§ **THE REQUEST**:
Present the stretch of the items from their start through the line containing "[291,182,322,200]" as a numbered list, omitting blank lines and leaving the pictures out.

Rows of bounding box annotation data
★ ★ ★ ★ ★

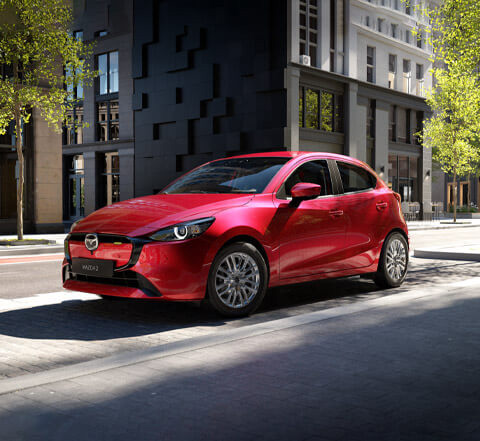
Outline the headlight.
[150,217,215,242]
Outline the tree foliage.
[0,0,95,239]
[419,0,480,220]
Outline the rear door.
[336,161,391,269]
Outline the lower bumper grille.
[64,265,162,297]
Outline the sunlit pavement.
[0,230,480,441]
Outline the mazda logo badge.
[85,233,98,253]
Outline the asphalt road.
[0,227,480,299]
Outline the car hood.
[72,194,254,237]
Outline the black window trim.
[335,159,378,196]
[273,157,341,201]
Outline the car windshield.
[160,157,291,194]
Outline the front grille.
[65,233,151,272]
[65,266,162,297]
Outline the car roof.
[222,150,365,165]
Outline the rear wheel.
[374,233,408,288]
[208,242,268,317]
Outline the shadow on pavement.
[0,292,480,441]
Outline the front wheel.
[208,242,268,317]
[374,233,408,288]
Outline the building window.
[403,60,411,93]
[413,110,423,145]
[62,59,83,145]
[102,152,120,205]
[67,155,85,219]
[299,86,344,132]
[405,29,412,44]
[367,100,377,168]
[392,23,398,38]
[96,100,119,142]
[417,30,423,49]
[367,46,375,83]
[377,18,385,32]
[63,103,83,145]
[388,54,397,89]
[97,51,118,95]
[388,155,419,202]
[330,0,337,72]
[388,106,397,142]
[300,0,318,67]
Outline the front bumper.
[62,233,211,301]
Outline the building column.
[83,152,99,216]
[344,83,367,161]
[283,66,300,151]
[375,100,390,182]
[118,148,135,201]
[418,138,433,213]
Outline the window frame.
[274,157,341,201]
[335,159,378,196]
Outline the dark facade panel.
[132,0,287,196]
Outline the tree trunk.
[467,173,472,211]
[453,168,457,222]
[13,63,24,240]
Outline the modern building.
[62,0,431,227]
[0,96,63,234]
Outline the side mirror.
[291,182,322,200]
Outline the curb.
[407,224,480,231]
[0,245,63,257]
[413,249,480,262]
[0,277,480,395]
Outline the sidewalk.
[0,277,480,441]
[0,234,67,257]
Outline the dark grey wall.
[132,0,287,196]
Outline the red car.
[63,152,408,316]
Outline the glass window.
[98,54,108,95]
[320,92,333,132]
[102,152,120,205]
[367,46,375,83]
[298,86,344,132]
[337,161,377,193]
[96,100,120,141]
[388,54,397,73]
[109,52,118,93]
[284,160,333,199]
[161,157,290,194]
[97,51,118,95]
[305,89,319,129]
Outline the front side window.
[161,157,290,194]
[277,160,333,199]
[337,161,377,193]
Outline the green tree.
[417,0,480,222]
[0,0,95,240]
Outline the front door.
[273,160,346,279]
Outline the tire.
[207,242,268,317]
[373,233,408,288]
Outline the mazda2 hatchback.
[63,152,408,316]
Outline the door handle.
[330,210,343,217]
[377,202,388,211]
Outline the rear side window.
[277,160,333,199]
[337,161,377,193]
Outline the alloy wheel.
[215,252,260,309]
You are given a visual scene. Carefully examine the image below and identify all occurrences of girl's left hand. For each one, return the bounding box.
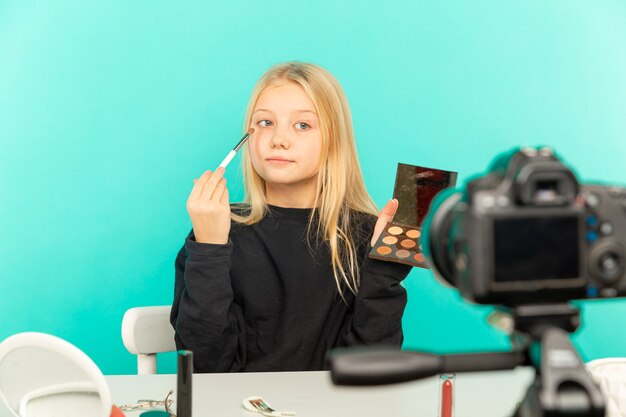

★ ★ ★ ★ ★

§ **SOLUTION FOR THIS EXERCISE**:
1. Outline the headlight.
2. [150,217,215,242]
3. Outline the tree foliage.
4. [0,0,95,239]
5. [419,0,480,220]
6. Outline the rear door.
7. [336,161,391,269]
8. Outline the lower bumper grille.
9. [64,265,162,297]
10. Outline the sunlit pavement.
11. [0,230,480,441]
12. Outline the mazda logo badge.
13. [85,233,98,253]
14. Outline the asphalt road.
15. [0,227,480,299]
16. Outline the car hood.
17. [72,194,254,237]
18. Outline the black window trim.
19. [335,159,378,196]
20. [273,157,341,201]
21. Outline the car windshield.
22. [160,157,291,194]
23. Outline the front grille.
24. [65,233,151,272]
25. [65,266,162,297]
26. Outline the car roof.
27. [222,150,365,165]
28. Outline the rear wheel.
29. [374,233,408,288]
30. [208,242,268,317]
31. Outline the shadow on pavement.
32. [0,292,480,441]
33. Outline the front wheel.
34. [208,242,268,317]
35. [374,233,408,288]
36. Outline the building window.
37. [403,60,411,93]
38. [413,110,423,145]
39. [62,59,83,145]
40. [102,152,120,205]
41. [67,155,85,219]
42. [299,86,344,132]
43. [405,29,412,44]
44. [367,100,377,168]
45. [392,23,398,38]
46. [96,100,119,142]
47. [417,30,423,49]
48. [367,46,375,83]
49. [377,18,385,32]
50. [63,103,83,145]
51. [388,54,397,89]
52. [97,51,118,95]
53. [388,155,419,202]
54. [330,0,337,72]
55. [388,106,397,142]
56. [300,0,318,67]
57. Outline the front bumper.
58. [62,233,211,301]
59. Outline the building column.
60. [83,152,99,216]
61. [344,83,367,161]
62. [283,66,300,151]
63. [375,100,390,182]
64. [118,148,135,201]
65. [418,138,433,213]
66. Outline the window frame.
67. [274,157,341,201]
68. [335,159,378,196]
69. Outline the dark facade panel.
70. [132,0,287,196]
71. Outline the tree trunk.
72. [467,173,472,211]
73. [453,168,457,222]
74. [13,63,24,240]
75. Outline the modern building.
76. [62,0,431,227]
77. [0,96,63,234]
78. Outline the side mirror.
79. [291,182,322,200]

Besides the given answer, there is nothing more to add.